Items listed in a dataset
---+---
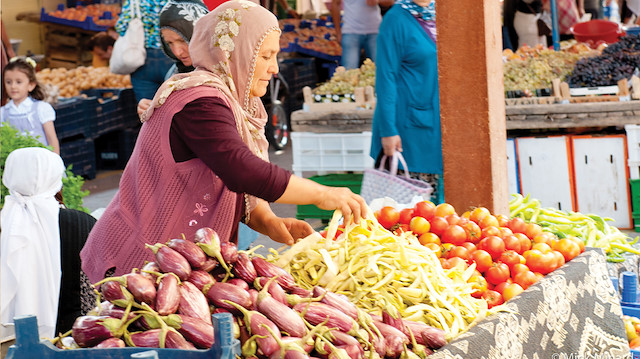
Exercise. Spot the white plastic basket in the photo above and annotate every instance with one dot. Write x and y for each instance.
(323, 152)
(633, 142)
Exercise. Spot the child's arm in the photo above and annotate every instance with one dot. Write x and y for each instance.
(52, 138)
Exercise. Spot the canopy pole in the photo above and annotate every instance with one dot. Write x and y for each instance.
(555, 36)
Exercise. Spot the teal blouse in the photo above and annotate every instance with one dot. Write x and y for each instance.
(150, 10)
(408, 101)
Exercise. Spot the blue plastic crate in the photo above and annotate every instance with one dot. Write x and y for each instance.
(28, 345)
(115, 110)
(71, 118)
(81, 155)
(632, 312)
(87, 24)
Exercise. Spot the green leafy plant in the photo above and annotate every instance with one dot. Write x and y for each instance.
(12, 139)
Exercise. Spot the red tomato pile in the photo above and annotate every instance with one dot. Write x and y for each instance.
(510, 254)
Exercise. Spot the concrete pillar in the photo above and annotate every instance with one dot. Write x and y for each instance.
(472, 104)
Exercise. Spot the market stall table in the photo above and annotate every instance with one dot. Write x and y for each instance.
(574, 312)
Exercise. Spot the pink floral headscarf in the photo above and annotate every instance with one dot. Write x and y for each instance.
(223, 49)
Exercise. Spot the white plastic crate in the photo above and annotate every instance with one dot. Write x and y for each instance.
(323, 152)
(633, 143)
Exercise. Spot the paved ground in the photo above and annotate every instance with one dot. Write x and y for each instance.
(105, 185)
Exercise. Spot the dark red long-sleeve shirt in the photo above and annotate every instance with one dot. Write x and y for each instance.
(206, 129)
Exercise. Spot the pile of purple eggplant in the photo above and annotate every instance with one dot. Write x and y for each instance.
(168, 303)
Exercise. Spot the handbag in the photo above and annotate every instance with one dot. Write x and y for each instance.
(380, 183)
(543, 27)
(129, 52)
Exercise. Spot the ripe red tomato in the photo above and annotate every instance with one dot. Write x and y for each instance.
---+---
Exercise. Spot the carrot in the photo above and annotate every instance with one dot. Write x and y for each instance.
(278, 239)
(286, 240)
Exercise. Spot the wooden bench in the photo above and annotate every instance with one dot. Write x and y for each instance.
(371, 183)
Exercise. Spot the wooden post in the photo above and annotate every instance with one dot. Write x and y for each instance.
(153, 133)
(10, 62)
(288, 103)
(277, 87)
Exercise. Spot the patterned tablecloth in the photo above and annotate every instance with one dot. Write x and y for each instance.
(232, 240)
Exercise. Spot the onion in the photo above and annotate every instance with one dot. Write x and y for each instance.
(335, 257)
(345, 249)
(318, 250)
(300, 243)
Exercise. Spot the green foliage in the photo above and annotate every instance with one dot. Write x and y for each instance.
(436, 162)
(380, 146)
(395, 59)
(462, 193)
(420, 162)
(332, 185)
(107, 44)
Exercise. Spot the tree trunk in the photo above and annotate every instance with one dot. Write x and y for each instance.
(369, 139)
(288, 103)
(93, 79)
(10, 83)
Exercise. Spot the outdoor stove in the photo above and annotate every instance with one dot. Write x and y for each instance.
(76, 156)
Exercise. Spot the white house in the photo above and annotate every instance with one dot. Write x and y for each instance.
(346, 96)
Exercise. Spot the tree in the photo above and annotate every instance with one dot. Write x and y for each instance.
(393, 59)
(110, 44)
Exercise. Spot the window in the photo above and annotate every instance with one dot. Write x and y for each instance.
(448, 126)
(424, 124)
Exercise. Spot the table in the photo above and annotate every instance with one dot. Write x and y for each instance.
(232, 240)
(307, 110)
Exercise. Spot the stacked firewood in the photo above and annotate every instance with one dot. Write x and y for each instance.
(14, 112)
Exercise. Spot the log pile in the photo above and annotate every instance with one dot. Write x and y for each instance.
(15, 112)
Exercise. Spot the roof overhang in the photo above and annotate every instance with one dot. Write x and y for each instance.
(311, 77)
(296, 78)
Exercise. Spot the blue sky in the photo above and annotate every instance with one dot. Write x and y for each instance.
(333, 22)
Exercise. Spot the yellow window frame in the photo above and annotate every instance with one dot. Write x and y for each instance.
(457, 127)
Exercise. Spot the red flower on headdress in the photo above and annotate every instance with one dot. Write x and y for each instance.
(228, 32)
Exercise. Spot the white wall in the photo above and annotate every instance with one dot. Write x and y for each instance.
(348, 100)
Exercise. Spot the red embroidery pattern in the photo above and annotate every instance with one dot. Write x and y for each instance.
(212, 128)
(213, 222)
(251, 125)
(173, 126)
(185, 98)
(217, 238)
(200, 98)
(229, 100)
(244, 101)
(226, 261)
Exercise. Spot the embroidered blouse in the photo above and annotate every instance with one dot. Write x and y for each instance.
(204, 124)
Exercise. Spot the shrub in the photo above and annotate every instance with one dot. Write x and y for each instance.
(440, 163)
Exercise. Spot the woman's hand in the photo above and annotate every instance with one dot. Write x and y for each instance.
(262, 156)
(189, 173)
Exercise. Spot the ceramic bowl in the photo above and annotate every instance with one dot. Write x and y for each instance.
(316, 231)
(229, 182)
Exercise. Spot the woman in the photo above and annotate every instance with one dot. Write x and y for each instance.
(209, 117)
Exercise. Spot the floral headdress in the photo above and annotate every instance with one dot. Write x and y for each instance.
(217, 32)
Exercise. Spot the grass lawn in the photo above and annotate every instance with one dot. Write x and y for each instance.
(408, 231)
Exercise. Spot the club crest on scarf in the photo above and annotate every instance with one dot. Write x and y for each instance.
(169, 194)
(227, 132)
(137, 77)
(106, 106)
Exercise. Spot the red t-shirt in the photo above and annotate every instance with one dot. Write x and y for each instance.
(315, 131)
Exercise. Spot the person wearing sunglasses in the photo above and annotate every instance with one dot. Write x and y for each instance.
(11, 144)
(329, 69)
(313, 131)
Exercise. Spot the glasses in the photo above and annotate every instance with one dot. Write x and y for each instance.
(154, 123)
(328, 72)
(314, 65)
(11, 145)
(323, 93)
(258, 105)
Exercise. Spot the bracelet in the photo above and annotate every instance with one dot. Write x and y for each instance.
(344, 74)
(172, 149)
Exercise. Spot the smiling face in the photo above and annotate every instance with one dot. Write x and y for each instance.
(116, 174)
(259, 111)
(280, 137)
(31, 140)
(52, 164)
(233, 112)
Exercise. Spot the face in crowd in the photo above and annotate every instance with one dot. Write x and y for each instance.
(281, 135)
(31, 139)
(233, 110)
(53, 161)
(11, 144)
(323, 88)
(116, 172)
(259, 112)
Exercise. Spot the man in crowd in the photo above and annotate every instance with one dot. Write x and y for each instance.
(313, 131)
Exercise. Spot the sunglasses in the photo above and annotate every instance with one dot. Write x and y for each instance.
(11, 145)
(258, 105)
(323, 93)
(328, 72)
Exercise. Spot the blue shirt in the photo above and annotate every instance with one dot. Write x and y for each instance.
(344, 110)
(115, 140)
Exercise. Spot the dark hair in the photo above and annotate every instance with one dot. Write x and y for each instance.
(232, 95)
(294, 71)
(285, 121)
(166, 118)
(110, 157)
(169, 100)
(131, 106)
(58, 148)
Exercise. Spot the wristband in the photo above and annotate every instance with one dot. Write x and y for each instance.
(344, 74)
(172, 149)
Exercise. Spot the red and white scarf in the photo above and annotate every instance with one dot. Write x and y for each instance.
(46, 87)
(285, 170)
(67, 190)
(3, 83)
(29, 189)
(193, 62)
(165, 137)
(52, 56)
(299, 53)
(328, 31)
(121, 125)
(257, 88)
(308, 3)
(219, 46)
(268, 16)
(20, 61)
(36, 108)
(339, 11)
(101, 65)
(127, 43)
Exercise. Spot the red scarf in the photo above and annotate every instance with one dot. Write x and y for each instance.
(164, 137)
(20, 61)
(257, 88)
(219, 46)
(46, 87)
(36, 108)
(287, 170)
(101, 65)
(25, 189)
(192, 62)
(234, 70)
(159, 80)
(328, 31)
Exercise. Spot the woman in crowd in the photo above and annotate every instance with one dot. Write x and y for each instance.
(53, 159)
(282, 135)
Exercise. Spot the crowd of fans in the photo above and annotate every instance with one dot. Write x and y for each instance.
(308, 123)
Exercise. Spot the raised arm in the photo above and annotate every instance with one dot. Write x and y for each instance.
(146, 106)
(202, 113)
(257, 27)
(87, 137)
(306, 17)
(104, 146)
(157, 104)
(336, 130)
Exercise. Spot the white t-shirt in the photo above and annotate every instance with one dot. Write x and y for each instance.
---+---
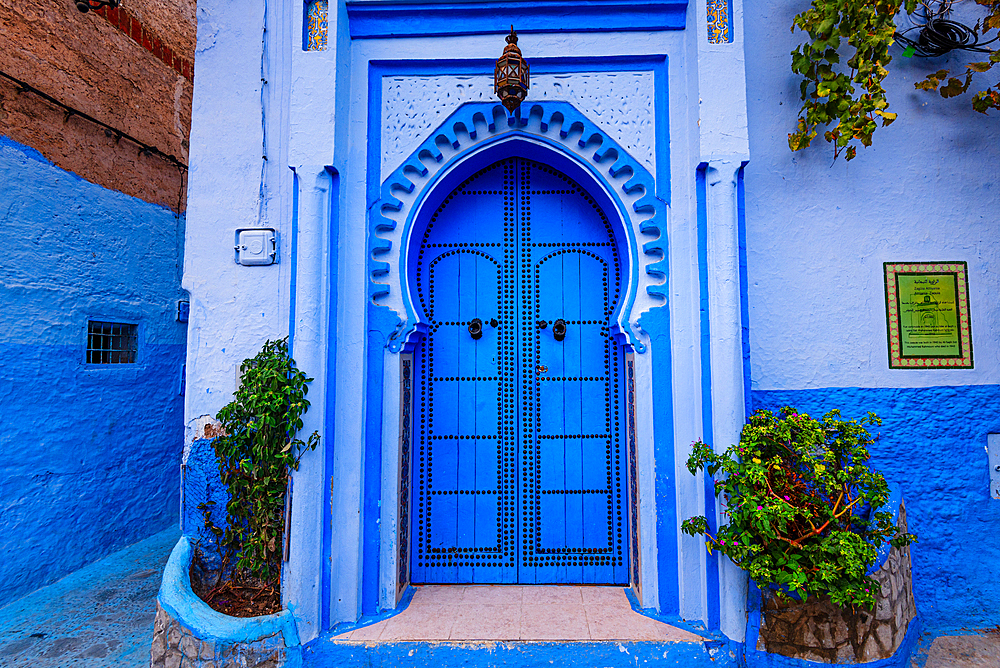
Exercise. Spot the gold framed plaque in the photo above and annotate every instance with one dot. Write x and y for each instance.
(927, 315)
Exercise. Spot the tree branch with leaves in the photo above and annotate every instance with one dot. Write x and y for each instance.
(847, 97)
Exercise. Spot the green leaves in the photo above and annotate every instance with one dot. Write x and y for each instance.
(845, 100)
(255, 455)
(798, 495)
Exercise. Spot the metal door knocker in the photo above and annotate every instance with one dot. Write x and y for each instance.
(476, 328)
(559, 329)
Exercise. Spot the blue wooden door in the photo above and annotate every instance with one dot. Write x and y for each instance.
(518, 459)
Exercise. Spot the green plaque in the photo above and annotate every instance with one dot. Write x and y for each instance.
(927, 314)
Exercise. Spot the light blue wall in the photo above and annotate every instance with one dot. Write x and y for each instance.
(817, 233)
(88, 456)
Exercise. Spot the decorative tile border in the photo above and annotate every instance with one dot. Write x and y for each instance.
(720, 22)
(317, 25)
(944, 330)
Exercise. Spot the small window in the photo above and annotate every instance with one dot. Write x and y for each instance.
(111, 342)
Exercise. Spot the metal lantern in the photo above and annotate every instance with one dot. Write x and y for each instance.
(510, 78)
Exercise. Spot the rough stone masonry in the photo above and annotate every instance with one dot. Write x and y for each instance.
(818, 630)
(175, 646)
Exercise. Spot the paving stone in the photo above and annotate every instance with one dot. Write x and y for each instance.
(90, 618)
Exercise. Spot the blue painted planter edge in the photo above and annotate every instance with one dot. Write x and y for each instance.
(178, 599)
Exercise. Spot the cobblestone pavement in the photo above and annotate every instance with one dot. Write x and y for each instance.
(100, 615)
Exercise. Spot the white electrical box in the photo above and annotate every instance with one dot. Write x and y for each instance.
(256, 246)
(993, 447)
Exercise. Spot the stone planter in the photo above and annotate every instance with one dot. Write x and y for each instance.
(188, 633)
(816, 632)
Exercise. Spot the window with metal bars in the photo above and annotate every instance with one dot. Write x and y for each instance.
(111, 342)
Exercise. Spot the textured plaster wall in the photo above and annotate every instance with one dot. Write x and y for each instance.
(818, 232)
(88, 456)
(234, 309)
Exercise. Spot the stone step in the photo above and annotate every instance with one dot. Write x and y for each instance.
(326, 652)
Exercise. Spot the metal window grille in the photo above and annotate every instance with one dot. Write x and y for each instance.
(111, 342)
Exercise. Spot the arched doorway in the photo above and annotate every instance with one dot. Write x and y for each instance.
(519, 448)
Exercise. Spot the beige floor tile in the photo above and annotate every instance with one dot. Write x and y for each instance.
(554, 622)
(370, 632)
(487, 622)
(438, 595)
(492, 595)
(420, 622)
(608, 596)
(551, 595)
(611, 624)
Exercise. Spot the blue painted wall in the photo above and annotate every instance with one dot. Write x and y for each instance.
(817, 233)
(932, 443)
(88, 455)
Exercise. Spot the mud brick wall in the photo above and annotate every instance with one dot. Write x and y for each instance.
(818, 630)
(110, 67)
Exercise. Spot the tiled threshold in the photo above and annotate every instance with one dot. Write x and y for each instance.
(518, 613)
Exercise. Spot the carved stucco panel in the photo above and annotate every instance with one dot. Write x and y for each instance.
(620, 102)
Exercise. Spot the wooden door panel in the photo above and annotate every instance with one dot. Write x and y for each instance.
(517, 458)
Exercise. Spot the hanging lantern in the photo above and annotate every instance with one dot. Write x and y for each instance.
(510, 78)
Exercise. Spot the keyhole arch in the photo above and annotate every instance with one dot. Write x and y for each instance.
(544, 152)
---+---
**What is being asked**
Retype only the stretch of lines above starting at the one with "Exercise. Spot the dark red" and stopping at the one with "Exercise. Spot the ripe", exactly as written, with both kept.

**Output of the task**
Exercise. Spot the dark red long-sleeve shirt in the photo above and annotate every instance with one dot. Write x and y for each instance.
(206, 129)
Exercise. Spot the pile of purple eggplant in the photo above and annotate every instance with one dot. Write x and y for each instance.
(168, 303)
Exercise. Spot the handbag in the photo above and annotate every instance with one dot. Write x and y for each instance.
(380, 183)
(543, 27)
(129, 52)
Exercise. Spot the ripe red tomato in the photo above and annotate every instance with one dot. Write x and y for each instance.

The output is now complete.